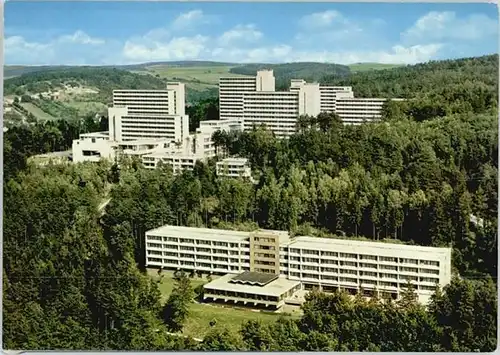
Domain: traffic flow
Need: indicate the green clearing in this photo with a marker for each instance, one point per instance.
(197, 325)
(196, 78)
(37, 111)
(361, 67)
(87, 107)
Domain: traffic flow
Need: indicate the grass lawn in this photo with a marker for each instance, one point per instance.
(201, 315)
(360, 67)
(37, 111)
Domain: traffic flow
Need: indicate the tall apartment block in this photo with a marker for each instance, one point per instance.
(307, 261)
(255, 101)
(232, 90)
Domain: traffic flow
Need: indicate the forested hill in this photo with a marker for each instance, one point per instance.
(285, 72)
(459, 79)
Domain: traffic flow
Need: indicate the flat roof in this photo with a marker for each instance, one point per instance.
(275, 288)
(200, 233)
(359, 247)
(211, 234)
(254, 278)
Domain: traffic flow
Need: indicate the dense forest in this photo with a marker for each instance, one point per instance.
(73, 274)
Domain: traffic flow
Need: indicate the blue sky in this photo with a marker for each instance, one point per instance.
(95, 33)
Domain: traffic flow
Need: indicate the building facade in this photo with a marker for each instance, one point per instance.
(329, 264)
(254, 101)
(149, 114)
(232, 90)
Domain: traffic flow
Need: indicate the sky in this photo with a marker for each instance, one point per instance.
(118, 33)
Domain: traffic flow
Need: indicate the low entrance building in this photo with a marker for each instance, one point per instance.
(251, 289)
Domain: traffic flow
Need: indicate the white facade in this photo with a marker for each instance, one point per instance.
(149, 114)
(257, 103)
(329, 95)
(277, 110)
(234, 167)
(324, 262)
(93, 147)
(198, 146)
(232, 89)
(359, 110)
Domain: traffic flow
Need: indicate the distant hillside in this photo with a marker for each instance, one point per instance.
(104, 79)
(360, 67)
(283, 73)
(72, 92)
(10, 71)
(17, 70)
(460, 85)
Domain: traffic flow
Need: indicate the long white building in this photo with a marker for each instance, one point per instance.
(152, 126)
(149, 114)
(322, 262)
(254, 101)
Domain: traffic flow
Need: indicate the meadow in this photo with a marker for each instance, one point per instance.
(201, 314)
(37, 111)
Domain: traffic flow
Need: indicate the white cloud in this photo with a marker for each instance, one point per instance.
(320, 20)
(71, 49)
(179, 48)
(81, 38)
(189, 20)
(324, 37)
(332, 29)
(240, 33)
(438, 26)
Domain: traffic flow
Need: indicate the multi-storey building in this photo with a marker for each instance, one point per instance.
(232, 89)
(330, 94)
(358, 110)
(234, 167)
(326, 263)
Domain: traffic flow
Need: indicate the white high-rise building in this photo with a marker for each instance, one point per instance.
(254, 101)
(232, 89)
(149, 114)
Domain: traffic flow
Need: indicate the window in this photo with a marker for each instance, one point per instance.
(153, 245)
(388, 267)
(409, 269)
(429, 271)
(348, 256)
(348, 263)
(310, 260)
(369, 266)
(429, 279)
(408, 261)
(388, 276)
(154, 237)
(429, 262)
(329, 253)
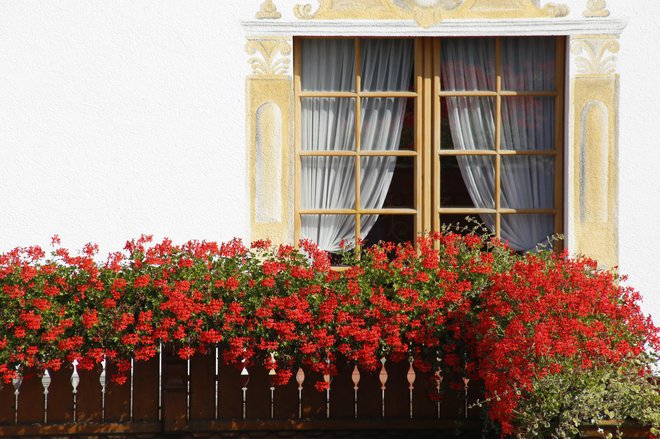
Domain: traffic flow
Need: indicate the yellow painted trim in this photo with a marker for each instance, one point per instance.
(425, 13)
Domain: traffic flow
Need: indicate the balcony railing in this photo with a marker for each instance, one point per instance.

### Problem to solve:
Exclude the images and reproduce the remaining data exactly.

### Solution for this exercise:
Domain: traffic flow
Need: indicate the green clearing in this photo with a marker for each instance, one point per instance.
(197, 325)
(196, 78)
(37, 111)
(361, 67)
(87, 107)
Domain: traffic flow
Need: indicate the grass lawn in this photo with a marker for each instance, one point per instance.
(201, 315)
(360, 67)
(37, 111)
Domain: traffic flow
Need: indicate the tall apartment block in this photo with a marker for each instance, one point per instance.
(307, 261)
(255, 101)
(232, 90)
Domain: traffic flow
Need: indicate the forested hill in this photo with a marker for each instance, one point per instance.
(285, 72)
(459, 79)
Domain: traffic flow
Need: indicate the flat roof in this photo with a marker for each instance, one point per instance.
(275, 288)
(200, 233)
(359, 247)
(211, 234)
(254, 278)
Domain: traffic flow
Need: indicate the dense forest in this photo with a marker for each instance, one point per instance.
(73, 274)
Domain: traffic flow
Need: indicate the blue sky in this photo with a marker for each instance, one point per instance.
(95, 33)
Domain: traffic flow
Need: indicate the building facade in this photo with a marker for each instance, one point per instance.
(329, 264)
(254, 101)
(149, 114)
(232, 90)
Domain: traffic flow
Need: indicate the sky in this photo with a marker for each instance, one point per instance.
(118, 33)
Domain: traffic flow
Need: indicate the low entrance building in this photo with a marker for each instance, one point per instance.
(251, 289)
Domain: traffic flow
Need: indicate the white facade in this photo with a marker for each instance, one point per instance.
(149, 114)
(257, 103)
(329, 95)
(277, 110)
(234, 167)
(324, 262)
(93, 147)
(198, 146)
(232, 89)
(359, 110)
Domain: traffic flow
Need: indicate the distant hillside in this photo with a marker for each instance, one point per instance.
(104, 79)
(360, 67)
(283, 73)
(72, 92)
(10, 71)
(17, 70)
(460, 85)
Domain: traffic flow
Need: indicate the long white building in this photo with a marker for each instance, one point per instance.
(152, 126)
(149, 114)
(322, 262)
(254, 101)
Domain: traffic flow
Need: indicate the meadow in this photo with a marker for each instance, one point per instance.
(201, 314)
(37, 111)
Domain: traffic flow
Need: indicate the white cloud in this photo with a marker for each instance, one point per instance.
(320, 20)
(71, 49)
(179, 48)
(81, 38)
(189, 20)
(324, 37)
(332, 29)
(240, 33)
(438, 26)
Domain: traffic flow
Need: indicate the multi-storey building in this photo with a marker for each instance, one point per instance.
(232, 89)
(330, 94)
(358, 110)
(234, 167)
(326, 263)
Domain: traffic flow
Need: indicate the white high-rise building in this photo with a marker for each instance, one point per instance.
(254, 101)
(232, 89)
(149, 114)
Domain: traffic flow
Need: indicate the window in this photo with a marker for each instance, one point per instance.
(153, 245)
(388, 267)
(409, 269)
(429, 271)
(348, 256)
(348, 263)
(310, 260)
(369, 266)
(429, 279)
(408, 261)
(388, 276)
(154, 237)
(429, 262)
(329, 253)
Domain: traffic flow
Need: indicate the yellow painted trim in this photo with a marker for each instance, one point per instance.
(425, 13)
Domain: traffic flow
Need: indicate the balcony railing in this photo with a marker for each instance, one point per instance.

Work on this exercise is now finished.